What the task asks: Please find every line in the material below that contains the word "instance" and copy each of those lines.

== Given data ==

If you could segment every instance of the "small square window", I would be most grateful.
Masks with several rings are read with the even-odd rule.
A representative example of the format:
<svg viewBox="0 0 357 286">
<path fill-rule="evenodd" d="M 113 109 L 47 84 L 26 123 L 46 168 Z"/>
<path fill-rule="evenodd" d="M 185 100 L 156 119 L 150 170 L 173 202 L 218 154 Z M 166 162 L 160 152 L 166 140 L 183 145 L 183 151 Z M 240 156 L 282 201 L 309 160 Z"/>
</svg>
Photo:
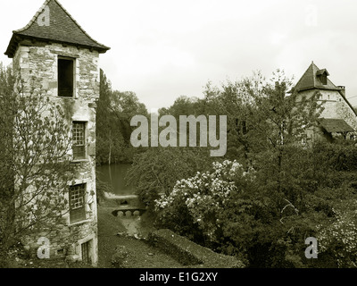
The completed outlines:
<svg viewBox="0 0 357 286">
<path fill-rule="evenodd" d="M 58 96 L 72 97 L 74 91 L 74 60 L 58 59 Z"/>
</svg>

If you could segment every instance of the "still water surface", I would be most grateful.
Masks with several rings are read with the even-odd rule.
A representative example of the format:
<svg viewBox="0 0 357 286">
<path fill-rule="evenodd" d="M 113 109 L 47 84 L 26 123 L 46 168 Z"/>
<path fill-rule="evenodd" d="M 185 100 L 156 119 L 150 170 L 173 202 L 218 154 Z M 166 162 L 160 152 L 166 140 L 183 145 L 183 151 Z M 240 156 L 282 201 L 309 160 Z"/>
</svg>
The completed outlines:
<svg viewBox="0 0 357 286">
<path fill-rule="evenodd" d="M 112 186 L 113 193 L 116 195 L 134 195 L 135 188 L 128 186 L 125 180 L 130 166 L 130 164 L 97 166 L 98 179 L 110 183 Z"/>
</svg>

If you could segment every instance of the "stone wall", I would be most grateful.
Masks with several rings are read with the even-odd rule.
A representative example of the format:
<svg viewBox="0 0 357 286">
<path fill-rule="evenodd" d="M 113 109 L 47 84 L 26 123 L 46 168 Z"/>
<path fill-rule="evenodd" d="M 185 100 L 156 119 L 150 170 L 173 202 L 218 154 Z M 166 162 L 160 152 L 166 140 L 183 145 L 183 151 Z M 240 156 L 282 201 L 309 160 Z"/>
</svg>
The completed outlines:
<svg viewBox="0 0 357 286">
<path fill-rule="evenodd" d="M 73 58 L 75 64 L 75 92 L 73 97 L 59 97 L 57 88 L 58 57 Z M 70 224 L 70 214 L 63 216 L 63 226 L 52 232 L 50 240 L 51 257 L 67 257 L 69 259 L 81 259 L 80 244 L 91 241 L 91 258 L 97 262 L 97 213 L 95 189 L 95 101 L 99 98 L 99 54 L 96 51 L 63 46 L 59 44 L 36 43 L 29 46 L 19 46 L 13 58 L 13 70 L 23 85 L 19 90 L 25 95 L 35 93 L 48 96 L 62 106 L 65 120 L 71 126 L 72 122 L 85 122 L 87 156 L 73 163 L 75 184 L 87 184 L 87 220 Z M 69 134 L 71 138 L 71 134 Z M 69 152 L 71 156 L 71 150 Z M 73 185 L 74 182 L 69 182 Z M 67 193 L 68 194 L 68 193 Z M 69 200 L 69 198 L 67 198 Z M 29 245 L 37 249 L 37 241 L 45 235 L 38 233 L 28 238 Z M 48 237 L 49 236 L 49 237 Z M 32 251 L 35 254 L 34 251 Z"/>
<path fill-rule="evenodd" d="M 316 90 L 306 90 L 301 92 L 301 95 L 306 96 L 307 98 L 312 96 Z M 321 94 L 320 100 L 324 101 L 324 110 L 320 117 L 321 118 L 336 118 L 345 120 L 352 128 L 357 130 L 357 116 L 346 103 L 343 96 L 337 90 L 323 90 L 319 92 Z M 308 131 L 308 137 L 311 138 L 311 130 Z M 315 129 L 313 137 L 325 137 L 321 128 Z"/>
</svg>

===

Full output:
If you could segment every instance of the "small square window", I would be most grateful.
If you could segment every instance of the "still water surface", I would be most grateful.
If you could segment every instance of the "stone wall", I would be most grateful.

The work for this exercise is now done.